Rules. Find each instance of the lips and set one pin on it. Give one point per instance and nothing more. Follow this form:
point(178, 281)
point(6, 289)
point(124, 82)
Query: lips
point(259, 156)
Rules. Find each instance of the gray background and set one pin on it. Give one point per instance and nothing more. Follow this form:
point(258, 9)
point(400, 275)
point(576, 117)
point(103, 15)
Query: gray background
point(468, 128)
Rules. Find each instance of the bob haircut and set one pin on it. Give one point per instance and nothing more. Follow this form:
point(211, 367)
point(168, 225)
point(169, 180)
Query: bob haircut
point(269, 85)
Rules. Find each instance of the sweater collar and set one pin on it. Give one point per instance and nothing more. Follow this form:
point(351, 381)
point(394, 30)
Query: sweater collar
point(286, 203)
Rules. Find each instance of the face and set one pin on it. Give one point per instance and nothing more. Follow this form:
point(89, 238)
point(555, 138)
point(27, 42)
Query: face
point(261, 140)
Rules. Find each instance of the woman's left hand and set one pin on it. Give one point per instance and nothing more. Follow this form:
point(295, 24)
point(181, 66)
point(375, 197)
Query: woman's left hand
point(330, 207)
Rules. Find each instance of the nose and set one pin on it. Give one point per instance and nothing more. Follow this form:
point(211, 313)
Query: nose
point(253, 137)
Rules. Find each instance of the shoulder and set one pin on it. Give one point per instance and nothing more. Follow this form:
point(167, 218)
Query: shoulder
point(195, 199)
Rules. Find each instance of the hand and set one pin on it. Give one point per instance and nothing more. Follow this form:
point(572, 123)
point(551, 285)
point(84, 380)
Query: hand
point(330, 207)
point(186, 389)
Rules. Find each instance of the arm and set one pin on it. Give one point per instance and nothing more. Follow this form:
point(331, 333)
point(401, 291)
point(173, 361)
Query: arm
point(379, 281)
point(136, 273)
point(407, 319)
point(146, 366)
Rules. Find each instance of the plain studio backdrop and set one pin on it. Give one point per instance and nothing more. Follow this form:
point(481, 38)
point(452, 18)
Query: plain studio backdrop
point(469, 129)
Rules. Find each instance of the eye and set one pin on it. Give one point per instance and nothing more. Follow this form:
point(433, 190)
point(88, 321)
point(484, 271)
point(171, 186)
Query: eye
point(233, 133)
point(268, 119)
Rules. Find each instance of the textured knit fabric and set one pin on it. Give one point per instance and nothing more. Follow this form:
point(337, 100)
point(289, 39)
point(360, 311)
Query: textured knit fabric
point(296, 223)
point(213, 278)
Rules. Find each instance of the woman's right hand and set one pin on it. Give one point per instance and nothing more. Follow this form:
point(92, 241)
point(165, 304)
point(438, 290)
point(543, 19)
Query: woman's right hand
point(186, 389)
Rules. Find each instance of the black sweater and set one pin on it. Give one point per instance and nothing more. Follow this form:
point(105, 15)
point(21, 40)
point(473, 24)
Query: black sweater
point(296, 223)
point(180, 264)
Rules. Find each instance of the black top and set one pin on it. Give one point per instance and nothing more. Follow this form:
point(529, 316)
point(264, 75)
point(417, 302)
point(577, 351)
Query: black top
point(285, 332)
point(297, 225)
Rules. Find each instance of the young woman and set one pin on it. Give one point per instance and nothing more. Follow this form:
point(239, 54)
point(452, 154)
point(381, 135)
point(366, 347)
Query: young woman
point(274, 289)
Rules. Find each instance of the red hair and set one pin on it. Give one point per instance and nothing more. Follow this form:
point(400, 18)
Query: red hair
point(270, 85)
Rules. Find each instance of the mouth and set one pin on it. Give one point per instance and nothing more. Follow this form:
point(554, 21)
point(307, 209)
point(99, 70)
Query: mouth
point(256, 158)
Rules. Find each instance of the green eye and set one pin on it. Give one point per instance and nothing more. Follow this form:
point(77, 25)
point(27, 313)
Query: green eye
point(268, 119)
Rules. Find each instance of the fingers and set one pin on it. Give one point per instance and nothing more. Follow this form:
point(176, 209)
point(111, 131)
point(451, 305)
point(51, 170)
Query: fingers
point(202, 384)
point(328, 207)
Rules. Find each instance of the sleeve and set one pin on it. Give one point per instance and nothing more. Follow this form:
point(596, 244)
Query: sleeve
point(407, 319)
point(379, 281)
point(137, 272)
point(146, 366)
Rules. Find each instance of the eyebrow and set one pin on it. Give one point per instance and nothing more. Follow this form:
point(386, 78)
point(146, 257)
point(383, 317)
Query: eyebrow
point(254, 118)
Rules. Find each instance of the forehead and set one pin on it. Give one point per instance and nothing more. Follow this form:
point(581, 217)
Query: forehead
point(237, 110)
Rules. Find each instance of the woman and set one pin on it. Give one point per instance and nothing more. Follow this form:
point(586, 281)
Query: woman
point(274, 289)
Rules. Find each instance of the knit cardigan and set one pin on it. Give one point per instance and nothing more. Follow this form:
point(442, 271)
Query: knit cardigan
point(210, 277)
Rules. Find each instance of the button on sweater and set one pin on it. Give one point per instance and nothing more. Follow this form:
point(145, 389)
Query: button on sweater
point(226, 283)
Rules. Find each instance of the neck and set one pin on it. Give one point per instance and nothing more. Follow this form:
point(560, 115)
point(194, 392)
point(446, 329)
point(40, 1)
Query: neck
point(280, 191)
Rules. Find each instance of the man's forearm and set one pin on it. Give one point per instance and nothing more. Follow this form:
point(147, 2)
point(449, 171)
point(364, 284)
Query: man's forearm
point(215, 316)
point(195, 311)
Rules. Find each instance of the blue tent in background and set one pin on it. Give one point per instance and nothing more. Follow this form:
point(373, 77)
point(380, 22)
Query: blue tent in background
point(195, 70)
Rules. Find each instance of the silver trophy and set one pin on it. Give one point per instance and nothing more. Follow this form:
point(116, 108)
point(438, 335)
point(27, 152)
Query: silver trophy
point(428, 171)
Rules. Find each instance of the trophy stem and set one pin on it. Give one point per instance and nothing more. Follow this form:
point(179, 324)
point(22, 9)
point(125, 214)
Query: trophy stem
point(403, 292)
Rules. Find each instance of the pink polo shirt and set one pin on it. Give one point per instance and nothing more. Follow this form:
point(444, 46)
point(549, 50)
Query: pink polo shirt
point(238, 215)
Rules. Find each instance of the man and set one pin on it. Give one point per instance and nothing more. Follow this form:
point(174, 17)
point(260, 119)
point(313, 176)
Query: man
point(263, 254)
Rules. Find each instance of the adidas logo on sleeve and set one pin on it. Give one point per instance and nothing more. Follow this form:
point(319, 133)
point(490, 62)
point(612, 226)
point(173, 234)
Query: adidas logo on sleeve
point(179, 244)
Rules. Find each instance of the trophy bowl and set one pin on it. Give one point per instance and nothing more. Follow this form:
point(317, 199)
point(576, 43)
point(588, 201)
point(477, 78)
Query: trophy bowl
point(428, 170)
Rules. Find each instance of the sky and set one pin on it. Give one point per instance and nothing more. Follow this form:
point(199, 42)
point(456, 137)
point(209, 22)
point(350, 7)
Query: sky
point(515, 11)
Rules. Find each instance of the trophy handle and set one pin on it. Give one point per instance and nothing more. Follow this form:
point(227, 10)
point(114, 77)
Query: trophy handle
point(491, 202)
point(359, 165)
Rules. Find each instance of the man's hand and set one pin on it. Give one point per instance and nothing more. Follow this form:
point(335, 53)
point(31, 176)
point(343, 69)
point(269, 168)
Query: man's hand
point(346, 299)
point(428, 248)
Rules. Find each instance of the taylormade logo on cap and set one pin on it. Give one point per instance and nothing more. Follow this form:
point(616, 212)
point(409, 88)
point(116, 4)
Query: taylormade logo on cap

####

[What the task asks] Only lines that contain "taylormade" are needed, so copy each of them from the data.

[Output for this exercise]
Rules. Find each instance of the taylormade logo on cap and set one pin on it. Give one point per instance and nothing more. Follow this form:
Query: taylormade logo on cap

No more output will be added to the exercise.